■ SHORT EXERCISE
Copy everything from the line containing "target: lip" down to the line containing "POLYGON ((12 145, 12 1, 0 1, 0 146, 12 145))", substituting "cream wall" for "beige wall" and leaving all else unchanged.

▽

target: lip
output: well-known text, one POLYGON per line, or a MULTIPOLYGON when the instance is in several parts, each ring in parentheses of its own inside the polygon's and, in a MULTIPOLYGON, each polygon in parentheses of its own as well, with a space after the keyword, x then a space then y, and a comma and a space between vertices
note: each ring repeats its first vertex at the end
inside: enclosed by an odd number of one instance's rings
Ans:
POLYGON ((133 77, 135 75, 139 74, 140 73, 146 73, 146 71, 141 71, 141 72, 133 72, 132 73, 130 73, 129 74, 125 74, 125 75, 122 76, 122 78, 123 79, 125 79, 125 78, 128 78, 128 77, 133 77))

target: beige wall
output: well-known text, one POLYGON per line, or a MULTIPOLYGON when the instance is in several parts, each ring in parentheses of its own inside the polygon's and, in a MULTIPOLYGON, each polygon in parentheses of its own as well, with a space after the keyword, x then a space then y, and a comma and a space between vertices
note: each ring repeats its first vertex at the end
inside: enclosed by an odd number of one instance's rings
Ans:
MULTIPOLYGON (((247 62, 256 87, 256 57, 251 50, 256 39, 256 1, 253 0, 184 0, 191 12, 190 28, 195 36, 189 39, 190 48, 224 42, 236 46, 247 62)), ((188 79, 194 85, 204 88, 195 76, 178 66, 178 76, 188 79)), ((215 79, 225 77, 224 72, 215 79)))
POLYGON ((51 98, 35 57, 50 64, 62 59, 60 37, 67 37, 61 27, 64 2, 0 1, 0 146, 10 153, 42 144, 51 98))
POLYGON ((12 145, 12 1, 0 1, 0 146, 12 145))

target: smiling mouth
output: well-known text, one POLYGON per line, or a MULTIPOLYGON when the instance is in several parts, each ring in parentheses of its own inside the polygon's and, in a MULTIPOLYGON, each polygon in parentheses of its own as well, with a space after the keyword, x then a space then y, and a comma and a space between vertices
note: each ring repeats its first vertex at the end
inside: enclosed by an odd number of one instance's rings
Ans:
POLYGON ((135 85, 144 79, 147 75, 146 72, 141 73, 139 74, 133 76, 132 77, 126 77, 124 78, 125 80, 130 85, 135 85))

△
▽

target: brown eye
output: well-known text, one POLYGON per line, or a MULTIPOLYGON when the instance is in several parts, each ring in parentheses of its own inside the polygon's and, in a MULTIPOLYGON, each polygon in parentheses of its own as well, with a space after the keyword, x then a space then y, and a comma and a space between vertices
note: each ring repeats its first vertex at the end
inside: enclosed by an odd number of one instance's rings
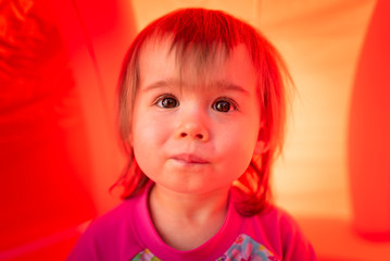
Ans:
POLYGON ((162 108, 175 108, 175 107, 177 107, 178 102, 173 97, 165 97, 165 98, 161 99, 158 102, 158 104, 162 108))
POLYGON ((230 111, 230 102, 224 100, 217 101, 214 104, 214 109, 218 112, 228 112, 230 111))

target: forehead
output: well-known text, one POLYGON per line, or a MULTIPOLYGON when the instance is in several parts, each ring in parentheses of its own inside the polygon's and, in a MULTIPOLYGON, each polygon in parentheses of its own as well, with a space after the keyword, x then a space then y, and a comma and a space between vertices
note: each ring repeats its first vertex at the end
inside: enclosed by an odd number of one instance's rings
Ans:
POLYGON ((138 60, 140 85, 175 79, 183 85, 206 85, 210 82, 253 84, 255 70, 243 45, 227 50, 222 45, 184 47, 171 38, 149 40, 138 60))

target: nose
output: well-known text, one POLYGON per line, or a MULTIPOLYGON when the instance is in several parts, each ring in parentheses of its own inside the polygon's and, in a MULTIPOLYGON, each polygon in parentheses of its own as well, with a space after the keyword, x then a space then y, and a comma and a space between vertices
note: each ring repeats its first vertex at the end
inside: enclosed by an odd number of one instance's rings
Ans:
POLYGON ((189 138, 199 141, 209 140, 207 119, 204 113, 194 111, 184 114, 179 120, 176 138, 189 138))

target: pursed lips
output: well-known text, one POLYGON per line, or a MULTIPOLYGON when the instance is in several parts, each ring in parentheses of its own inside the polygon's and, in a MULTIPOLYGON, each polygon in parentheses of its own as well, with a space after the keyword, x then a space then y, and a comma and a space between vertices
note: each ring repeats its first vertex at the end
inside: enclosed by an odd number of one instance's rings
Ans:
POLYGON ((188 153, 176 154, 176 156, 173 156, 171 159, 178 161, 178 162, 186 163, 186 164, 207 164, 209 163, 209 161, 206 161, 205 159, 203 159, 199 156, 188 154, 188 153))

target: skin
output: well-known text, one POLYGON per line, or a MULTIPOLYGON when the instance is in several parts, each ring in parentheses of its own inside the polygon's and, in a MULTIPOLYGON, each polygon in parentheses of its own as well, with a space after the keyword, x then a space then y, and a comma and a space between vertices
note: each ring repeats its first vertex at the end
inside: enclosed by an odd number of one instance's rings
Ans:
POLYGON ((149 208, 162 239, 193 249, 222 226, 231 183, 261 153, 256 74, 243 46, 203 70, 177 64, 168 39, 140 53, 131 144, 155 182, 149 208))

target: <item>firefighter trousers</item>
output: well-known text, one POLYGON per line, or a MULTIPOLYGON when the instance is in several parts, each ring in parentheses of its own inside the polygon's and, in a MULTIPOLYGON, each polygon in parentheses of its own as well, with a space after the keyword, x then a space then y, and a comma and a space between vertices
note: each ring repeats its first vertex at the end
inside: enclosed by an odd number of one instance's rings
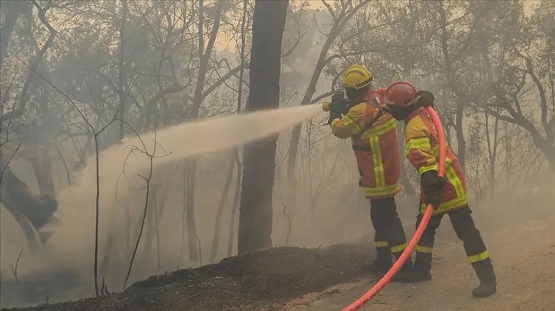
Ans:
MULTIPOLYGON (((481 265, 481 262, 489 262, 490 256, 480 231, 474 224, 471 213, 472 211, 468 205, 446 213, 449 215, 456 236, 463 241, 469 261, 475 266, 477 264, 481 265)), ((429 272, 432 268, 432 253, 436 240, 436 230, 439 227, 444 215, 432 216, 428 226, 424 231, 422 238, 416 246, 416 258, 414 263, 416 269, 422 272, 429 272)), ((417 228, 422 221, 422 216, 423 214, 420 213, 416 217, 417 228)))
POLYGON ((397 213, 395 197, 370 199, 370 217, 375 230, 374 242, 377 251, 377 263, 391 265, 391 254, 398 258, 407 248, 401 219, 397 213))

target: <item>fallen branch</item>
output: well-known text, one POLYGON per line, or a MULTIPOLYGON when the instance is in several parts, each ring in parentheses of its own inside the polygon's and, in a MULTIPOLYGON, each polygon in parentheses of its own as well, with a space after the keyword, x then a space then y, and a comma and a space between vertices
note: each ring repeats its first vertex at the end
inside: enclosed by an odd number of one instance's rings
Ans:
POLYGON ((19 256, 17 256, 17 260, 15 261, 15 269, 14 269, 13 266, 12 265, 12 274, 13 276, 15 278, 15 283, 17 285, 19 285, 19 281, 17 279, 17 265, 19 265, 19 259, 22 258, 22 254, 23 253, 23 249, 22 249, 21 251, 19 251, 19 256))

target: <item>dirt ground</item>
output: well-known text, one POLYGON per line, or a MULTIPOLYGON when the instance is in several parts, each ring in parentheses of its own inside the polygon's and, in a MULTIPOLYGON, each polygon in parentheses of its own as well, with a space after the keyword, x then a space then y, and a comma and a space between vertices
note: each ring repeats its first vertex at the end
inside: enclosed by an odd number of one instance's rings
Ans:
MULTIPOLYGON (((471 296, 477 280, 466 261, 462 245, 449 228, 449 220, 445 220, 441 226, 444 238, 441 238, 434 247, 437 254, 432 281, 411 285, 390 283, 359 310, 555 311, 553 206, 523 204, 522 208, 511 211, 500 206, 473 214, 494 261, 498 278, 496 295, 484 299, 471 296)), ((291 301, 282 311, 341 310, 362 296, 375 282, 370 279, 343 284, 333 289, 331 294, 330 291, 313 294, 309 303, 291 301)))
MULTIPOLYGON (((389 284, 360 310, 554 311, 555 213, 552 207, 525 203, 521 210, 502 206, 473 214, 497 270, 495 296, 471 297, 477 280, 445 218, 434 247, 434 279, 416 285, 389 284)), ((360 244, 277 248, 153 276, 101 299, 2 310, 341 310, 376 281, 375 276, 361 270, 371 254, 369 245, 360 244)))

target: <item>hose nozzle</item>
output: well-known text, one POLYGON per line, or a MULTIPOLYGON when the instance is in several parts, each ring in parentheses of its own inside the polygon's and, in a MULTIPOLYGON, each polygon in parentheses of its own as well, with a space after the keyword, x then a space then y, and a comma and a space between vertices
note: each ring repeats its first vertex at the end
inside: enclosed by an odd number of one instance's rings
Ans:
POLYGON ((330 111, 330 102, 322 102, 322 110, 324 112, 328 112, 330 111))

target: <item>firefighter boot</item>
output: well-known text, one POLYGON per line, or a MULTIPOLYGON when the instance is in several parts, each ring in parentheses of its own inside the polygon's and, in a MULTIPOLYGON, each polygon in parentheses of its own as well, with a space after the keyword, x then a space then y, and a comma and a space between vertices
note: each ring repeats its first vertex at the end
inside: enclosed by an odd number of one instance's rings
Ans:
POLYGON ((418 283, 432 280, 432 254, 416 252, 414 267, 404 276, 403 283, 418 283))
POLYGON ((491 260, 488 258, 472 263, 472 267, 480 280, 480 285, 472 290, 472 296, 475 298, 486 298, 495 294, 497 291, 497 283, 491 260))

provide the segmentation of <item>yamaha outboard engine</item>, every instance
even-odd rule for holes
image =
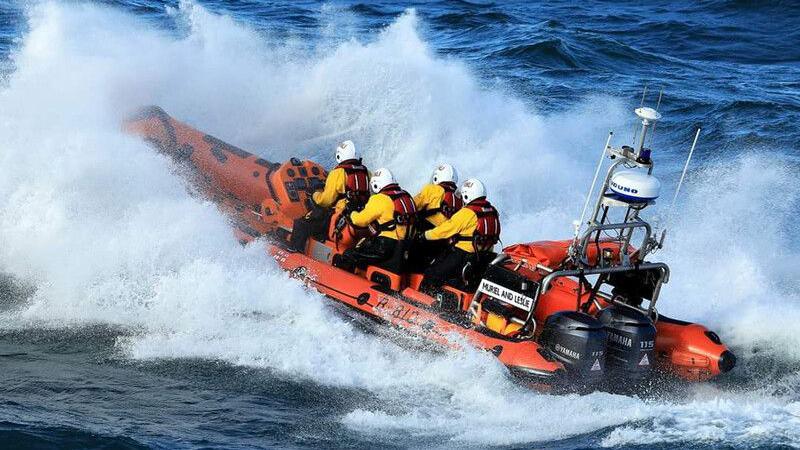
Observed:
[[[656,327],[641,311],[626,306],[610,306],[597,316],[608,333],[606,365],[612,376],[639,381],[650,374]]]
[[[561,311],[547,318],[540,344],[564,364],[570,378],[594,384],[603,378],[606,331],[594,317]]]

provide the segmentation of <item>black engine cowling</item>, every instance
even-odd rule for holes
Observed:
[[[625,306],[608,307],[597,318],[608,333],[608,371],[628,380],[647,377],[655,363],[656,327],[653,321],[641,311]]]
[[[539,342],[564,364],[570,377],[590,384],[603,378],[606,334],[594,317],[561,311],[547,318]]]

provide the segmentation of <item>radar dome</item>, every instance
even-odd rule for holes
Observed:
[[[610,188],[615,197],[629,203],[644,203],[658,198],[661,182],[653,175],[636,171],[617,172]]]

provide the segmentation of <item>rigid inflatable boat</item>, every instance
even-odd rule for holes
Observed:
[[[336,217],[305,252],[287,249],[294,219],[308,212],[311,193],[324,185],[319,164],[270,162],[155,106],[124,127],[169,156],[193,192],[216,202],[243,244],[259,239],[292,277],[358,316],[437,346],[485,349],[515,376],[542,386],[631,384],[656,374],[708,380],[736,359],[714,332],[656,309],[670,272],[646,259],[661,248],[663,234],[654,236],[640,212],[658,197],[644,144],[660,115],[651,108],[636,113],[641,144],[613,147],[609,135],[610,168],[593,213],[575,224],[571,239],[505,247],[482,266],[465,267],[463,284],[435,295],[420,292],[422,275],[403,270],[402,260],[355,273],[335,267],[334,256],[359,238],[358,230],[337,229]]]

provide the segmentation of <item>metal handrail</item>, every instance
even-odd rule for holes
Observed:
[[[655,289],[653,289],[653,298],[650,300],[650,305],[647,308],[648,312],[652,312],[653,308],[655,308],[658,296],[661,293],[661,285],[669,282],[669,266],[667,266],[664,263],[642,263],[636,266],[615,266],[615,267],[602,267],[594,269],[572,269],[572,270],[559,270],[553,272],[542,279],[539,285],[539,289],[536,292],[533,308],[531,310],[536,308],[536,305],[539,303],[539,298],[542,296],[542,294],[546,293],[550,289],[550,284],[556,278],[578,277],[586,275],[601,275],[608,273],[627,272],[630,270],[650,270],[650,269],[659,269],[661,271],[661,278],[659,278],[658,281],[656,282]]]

△
▽

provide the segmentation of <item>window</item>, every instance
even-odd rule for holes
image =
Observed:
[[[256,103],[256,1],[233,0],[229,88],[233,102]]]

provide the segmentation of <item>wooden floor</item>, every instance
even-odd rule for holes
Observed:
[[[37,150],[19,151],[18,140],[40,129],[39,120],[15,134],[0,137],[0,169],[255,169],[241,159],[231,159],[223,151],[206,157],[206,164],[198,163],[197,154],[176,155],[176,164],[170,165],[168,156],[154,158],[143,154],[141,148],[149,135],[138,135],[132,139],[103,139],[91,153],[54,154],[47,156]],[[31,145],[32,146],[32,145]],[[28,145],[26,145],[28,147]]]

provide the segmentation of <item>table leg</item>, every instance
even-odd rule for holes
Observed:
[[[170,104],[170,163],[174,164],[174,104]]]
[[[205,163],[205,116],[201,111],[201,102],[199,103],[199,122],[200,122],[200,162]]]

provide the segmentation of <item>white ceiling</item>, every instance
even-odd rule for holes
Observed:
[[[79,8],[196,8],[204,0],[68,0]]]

△

■ SOLUTION BELOW
target: lip
output: well-known text, one POLYGON per line, or a MULTIPOLYGON when the instance is in several parts, each ring in parentheses of its own inside the polygon's and, in a MULTIPOLYGON, each polygon in parentheses of its own as well, with a space after the keyword, x then a space then y, and a comma and a space between vertices
note: each ring repeats its first vertex at the end
inside: enclosed by an odd number of one instance's rings
Ans:
POLYGON ((133 77, 135 75, 139 74, 140 73, 146 73, 146 71, 141 71, 141 72, 133 72, 132 73, 130 73, 129 74, 125 74, 125 75, 122 76, 122 78, 123 79, 125 79, 125 78, 128 78, 128 77, 133 77))

target: cream wall
output: well-known text, one POLYGON per line, or a MULTIPOLYGON when the instance is in several parts, each ring in parentheses of its own inside the polygon's and, in a MULTIPOLYGON, each polygon in parentheses of its own as well, with a space after the keyword, x then a space then y, and a comma and a space between vertices
note: each ring repeats its first vertex at the end
inside: enclosed by an odd number of one instance's rings
Ans:
MULTIPOLYGON (((247 62, 256 87, 256 57, 251 50, 256 39, 256 1, 253 0, 184 0, 191 12, 190 28, 195 36, 189 39, 190 48, 224 42, 236 46, 247 62)), ((188 79, 194 85, 204 88, 195 76, 178 66, 178 76, 188 79)), ((215 79, 225 77, 224 72, 215 79)))
POLYGON ((51 98, 35 57, 50 64, 62 59, 60 37, 67 37, 61 27, 64 2, 0 1, 0 146, 10 153, 42 144, 51 98))
POLYGON ((12 145, 12 1, 0 1, 0 146, 12 145))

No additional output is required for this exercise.